(Input for this task begins)

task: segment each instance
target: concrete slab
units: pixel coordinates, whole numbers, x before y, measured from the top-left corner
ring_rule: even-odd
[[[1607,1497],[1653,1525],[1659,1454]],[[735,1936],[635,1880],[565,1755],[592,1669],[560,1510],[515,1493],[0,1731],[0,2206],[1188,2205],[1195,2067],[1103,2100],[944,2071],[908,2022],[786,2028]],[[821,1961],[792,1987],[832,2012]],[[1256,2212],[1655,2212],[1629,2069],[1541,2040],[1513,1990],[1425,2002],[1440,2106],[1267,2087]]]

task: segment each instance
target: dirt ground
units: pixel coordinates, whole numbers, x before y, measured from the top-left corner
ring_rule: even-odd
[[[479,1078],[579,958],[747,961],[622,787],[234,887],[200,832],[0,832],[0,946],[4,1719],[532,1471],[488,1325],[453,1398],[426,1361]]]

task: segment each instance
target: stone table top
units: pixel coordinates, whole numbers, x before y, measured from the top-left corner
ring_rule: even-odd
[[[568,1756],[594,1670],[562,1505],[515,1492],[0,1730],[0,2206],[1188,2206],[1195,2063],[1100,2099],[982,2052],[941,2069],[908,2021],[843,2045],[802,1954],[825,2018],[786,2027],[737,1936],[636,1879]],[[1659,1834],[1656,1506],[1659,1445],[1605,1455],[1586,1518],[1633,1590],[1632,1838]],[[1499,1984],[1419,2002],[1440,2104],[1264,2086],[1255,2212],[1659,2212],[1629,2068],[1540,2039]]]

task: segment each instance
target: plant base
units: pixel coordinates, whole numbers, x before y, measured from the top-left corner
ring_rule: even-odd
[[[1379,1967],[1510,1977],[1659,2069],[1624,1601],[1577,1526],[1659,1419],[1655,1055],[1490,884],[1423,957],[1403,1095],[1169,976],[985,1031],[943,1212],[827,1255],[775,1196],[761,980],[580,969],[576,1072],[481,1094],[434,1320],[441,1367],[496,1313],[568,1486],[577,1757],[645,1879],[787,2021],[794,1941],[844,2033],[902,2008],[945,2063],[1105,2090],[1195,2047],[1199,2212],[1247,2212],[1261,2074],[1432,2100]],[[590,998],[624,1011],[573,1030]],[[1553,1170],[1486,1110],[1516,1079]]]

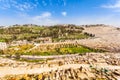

(Input for this task ends)

### What needs to be done
In the listing above, find the line with "target: dirt ground" and the line with "target: stone table top", then print exactly those two lines and every line between them, and nothing more.

### Completed task
target: dirt ground
units: pixel coordinates, whole numbers, x before y, measured from the top-left corner
ring_rule: even-odd
[[[479,1078],[579,958],[747,961],[622,787],[234,887],[200,832],[0,832],[0,946],[4,1719],[532,1471],[488,1325],[453,1398],[426,1361]]]

task: segment each instance
target: stone table top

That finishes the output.